[Exercise requirements]
Render as a numbered list the lines starting at the one that contains "Pick out the finger with" and ending with the final line, omitting any blank lines.

__________________________________________________

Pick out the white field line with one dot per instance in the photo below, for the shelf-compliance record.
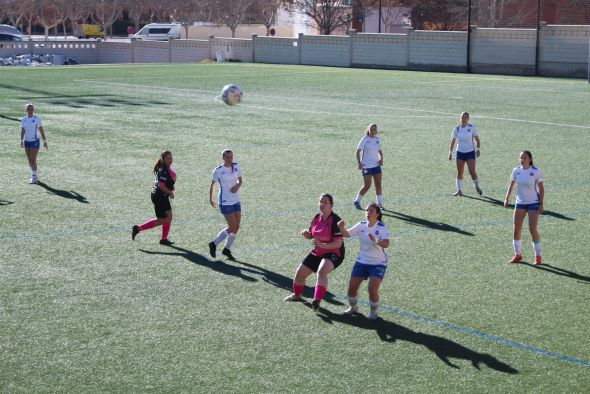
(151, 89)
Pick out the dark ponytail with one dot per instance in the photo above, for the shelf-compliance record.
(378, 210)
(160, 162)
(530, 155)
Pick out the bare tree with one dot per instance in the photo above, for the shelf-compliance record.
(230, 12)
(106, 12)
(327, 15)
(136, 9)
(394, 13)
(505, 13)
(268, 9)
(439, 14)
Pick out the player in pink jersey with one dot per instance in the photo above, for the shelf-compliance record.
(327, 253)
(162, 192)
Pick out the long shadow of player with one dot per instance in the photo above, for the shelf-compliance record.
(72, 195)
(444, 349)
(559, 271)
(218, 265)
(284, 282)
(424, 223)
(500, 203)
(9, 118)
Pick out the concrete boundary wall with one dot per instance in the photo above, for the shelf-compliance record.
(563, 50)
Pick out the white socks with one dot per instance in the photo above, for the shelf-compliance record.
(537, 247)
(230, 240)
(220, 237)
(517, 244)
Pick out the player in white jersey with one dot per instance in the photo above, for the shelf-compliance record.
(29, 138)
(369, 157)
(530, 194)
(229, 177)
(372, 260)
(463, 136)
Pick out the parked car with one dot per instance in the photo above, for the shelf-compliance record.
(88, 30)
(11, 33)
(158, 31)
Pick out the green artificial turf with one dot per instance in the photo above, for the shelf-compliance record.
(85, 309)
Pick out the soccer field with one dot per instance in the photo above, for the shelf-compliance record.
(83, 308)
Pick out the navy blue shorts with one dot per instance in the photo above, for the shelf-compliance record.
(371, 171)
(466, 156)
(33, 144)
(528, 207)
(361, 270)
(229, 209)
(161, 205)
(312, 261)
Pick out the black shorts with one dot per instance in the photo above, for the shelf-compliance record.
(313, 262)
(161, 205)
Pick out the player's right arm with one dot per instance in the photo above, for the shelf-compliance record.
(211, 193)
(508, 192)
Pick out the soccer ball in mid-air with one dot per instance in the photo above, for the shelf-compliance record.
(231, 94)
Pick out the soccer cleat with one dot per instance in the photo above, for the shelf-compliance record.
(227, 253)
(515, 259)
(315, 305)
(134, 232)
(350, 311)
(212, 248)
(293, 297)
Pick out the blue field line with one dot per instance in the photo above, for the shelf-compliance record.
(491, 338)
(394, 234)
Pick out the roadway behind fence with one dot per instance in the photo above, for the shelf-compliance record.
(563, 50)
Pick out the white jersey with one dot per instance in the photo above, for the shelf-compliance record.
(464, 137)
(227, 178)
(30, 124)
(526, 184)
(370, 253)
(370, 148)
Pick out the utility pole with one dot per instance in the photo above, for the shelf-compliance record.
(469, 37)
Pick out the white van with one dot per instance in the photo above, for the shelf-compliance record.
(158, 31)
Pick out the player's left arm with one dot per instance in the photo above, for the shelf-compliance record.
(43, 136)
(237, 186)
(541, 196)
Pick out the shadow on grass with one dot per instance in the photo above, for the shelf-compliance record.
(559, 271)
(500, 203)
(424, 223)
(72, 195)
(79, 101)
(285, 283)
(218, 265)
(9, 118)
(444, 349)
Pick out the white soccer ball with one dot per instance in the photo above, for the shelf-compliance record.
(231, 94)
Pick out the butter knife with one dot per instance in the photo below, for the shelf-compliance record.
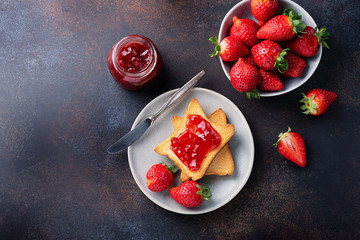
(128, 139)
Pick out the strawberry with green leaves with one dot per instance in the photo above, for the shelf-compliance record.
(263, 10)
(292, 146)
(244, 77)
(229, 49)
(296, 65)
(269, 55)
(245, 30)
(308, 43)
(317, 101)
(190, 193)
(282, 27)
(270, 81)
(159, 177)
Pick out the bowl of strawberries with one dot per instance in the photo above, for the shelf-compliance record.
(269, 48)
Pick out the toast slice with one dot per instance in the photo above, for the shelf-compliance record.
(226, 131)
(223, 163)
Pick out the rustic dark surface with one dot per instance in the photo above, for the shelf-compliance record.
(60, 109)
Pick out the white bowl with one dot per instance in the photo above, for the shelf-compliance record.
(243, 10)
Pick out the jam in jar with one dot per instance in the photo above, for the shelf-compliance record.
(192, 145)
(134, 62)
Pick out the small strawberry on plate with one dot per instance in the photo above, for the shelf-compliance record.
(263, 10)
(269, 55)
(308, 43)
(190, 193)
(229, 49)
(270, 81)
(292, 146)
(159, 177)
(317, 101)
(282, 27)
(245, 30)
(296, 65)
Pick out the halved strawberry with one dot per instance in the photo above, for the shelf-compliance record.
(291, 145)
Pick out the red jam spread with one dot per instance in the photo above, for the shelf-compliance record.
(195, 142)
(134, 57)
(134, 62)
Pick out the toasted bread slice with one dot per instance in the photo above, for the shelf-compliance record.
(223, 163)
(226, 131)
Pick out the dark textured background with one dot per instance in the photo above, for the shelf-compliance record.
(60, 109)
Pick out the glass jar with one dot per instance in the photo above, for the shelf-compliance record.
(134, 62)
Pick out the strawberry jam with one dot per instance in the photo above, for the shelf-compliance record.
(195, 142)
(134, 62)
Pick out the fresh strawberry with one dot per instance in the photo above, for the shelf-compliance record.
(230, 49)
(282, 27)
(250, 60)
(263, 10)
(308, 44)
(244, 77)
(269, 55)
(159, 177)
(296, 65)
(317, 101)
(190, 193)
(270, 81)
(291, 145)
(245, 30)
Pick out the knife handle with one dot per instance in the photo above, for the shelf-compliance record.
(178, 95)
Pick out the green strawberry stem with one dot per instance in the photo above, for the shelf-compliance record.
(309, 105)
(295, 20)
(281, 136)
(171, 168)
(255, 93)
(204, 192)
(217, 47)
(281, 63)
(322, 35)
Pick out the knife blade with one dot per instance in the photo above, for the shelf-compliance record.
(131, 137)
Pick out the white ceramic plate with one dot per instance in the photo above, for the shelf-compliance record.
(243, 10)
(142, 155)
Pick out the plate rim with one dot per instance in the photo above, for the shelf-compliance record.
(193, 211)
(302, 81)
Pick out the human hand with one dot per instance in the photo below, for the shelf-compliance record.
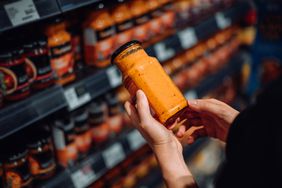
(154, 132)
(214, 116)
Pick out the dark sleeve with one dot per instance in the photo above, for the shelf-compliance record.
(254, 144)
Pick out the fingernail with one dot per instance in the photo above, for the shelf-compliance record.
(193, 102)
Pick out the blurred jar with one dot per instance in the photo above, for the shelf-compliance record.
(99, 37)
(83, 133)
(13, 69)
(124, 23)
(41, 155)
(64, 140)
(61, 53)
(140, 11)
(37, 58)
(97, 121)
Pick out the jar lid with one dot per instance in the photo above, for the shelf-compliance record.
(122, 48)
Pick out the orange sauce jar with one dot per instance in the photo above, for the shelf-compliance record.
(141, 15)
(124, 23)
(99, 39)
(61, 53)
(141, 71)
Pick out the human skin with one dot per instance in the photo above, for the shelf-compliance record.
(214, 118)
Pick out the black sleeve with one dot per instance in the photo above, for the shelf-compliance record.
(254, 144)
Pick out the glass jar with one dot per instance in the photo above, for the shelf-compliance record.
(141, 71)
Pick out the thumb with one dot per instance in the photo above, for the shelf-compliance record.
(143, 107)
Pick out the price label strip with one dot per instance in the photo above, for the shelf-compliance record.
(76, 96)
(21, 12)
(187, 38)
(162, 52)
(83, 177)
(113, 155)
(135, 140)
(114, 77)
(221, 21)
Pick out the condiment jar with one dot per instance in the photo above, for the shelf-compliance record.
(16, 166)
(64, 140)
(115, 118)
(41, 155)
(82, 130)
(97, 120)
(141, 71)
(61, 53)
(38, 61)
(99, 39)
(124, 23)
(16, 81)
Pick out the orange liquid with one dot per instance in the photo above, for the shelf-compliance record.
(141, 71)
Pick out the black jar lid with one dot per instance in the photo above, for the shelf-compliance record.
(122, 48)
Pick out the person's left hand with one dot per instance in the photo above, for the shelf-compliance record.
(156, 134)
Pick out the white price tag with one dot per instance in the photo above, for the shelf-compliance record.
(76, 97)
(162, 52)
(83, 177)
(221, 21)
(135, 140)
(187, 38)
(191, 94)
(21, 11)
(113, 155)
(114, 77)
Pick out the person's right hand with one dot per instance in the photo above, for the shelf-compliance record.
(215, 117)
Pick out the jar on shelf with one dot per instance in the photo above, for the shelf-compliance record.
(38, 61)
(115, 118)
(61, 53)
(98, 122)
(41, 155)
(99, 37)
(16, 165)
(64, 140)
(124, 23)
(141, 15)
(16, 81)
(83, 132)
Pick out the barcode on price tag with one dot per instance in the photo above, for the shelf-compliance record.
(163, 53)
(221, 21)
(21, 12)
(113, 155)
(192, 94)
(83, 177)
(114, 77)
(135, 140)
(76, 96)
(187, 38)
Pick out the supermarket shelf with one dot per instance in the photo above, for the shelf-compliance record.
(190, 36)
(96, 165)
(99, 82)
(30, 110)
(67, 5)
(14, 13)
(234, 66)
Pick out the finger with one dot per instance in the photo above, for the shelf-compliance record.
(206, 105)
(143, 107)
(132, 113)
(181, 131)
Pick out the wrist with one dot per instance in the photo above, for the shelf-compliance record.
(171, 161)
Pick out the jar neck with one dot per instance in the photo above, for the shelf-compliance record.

__________________________________________________

[Worked solution]
1. Pick out the finger with one dot per instance in the photo above, for the shelf-compliance record.
2. (206, 105)
3. (143, 107)
4. (132, 113)
5. (181, 131)
6. Pick out the wrist with one dot per instance in the photo above, for the shelf-compliance record.
7. (171, 161)
8. Pick out the jar neck with one dot per instance in the photo above, for the shelf-compliance record.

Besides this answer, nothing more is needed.